Items from a dataset
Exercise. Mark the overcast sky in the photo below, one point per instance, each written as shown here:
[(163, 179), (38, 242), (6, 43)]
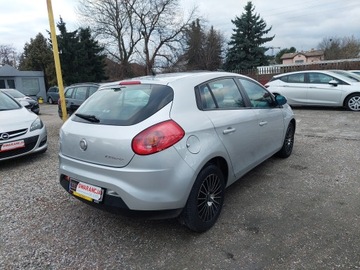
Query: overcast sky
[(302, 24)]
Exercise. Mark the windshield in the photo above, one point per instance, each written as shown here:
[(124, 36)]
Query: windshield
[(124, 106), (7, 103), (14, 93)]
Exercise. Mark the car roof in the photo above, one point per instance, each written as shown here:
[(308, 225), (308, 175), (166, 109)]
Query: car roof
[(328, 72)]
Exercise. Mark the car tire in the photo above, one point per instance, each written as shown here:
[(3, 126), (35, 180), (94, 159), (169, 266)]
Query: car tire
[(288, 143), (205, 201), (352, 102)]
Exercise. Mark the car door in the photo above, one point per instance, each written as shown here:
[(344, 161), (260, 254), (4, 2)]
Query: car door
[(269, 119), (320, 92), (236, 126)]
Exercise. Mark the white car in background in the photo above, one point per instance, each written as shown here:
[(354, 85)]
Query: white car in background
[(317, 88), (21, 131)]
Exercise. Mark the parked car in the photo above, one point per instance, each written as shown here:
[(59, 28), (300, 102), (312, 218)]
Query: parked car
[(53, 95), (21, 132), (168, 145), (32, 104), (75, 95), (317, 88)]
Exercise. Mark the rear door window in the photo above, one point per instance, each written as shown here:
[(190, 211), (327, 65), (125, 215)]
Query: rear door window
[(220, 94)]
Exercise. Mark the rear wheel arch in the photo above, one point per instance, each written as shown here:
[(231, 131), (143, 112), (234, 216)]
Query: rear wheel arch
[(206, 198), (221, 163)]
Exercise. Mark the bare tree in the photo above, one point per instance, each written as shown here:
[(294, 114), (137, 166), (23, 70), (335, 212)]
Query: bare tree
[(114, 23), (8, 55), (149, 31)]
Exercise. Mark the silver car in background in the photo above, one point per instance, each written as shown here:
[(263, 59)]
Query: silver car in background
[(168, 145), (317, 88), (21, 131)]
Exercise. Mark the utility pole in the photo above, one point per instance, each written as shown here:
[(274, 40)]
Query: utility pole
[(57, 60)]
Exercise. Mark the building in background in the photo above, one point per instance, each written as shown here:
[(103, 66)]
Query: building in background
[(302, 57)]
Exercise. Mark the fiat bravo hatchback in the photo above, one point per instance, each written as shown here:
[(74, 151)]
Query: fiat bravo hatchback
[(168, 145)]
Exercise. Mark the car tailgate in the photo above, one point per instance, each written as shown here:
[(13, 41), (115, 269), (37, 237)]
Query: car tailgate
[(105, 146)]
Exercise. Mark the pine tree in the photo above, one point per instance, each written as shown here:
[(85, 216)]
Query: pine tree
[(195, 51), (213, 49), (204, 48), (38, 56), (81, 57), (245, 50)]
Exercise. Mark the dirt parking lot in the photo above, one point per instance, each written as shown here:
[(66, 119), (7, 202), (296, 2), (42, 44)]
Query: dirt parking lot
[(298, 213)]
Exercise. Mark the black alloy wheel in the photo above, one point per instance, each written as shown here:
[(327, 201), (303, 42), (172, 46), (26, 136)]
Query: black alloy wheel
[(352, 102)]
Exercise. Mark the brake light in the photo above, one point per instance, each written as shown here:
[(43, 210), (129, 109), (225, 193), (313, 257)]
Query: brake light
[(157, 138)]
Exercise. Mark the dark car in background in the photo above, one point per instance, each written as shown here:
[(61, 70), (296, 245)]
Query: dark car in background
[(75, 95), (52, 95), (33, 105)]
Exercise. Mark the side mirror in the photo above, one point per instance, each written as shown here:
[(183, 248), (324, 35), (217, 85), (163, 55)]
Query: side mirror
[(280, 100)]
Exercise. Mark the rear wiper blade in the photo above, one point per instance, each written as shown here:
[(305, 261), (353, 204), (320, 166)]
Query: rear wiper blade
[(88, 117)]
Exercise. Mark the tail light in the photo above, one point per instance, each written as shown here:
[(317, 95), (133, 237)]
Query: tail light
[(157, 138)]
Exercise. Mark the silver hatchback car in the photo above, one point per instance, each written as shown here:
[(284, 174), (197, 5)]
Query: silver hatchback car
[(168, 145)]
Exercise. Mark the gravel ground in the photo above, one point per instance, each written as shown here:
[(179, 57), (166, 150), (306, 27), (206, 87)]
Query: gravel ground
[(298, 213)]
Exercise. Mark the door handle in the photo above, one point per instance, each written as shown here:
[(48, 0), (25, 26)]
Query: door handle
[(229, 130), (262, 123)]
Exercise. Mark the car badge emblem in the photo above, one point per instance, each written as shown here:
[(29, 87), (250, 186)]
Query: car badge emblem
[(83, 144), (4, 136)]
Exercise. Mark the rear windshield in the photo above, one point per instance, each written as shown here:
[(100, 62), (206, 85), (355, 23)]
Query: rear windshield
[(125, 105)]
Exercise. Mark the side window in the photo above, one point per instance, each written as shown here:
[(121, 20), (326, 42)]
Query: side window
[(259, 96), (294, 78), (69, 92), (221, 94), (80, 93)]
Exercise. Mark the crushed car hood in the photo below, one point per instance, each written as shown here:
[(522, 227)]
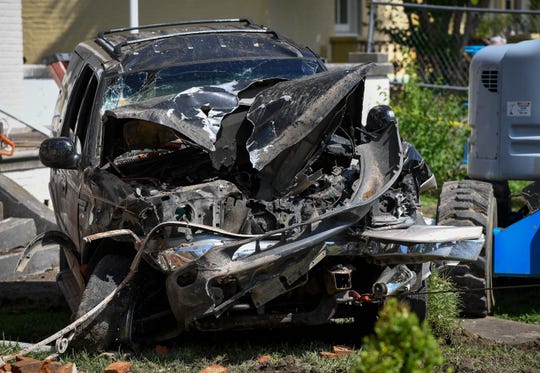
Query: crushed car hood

● THE EXERCISE:
Copy the lines from the start of the items through the line holding "[(220, 94)]", inclusive, leaving out the pictures.

● OUTPUT OF THE EXERCISE:
Exercise. Mark the overcast sky in the photo below, one point per instance, each written as shown here:
[(163, 179), (38, 242), (6, 43)]
Query: overcast sky
[(302, 24)]
Exercise. Mark the windshield in the photo above, one point per instance, each written as shown here:
[(124, 36)]
Query: windshield
[(124, 106), (7, 103), (14, 93)]
Exercise. Mark the car roof in the photo above, one point per instance, each written as shown here:
[(308, 225), (308, 175), (166, 109)]
Query: car roof
[(328, 72)]
Exercise. Mark the car tire in the photo above, one point per instance, each written as shown here:
[(3, 126), (35, 180), (94, 159), (169, 266)]
Query: car tire
[(288, 143), (205, 201), (352, 102)]
Exercise. Mark the car door in the photo above, one point per instance, each written as shown here:
[(344, 161), (260, 254), (4, 2)]
Query: car door
[(269, 119), (320, 92), (236, 126)]
Exercise. Mark the white car in background in the photo above, one point per instance, each written as shown here:
[(354, 85)]
Query: white car in background
[(317, 88), (21, 131)]
Exercise. Mark the parked car in the photo above, one point per instance, each written as shown here:
[(59, 28), (300, 102), (312, 218)]
Query: parked car
[(53, 95), (21, 132), (168, 145), (32, 104), (75, 95), (317, 88)]
Exercise. Mark the rear door window in the photo above, one point per instance, each written as shown here:
[(190, 211), (327, 65), (125, 215)]
Query: rear door window
[(220, 94)]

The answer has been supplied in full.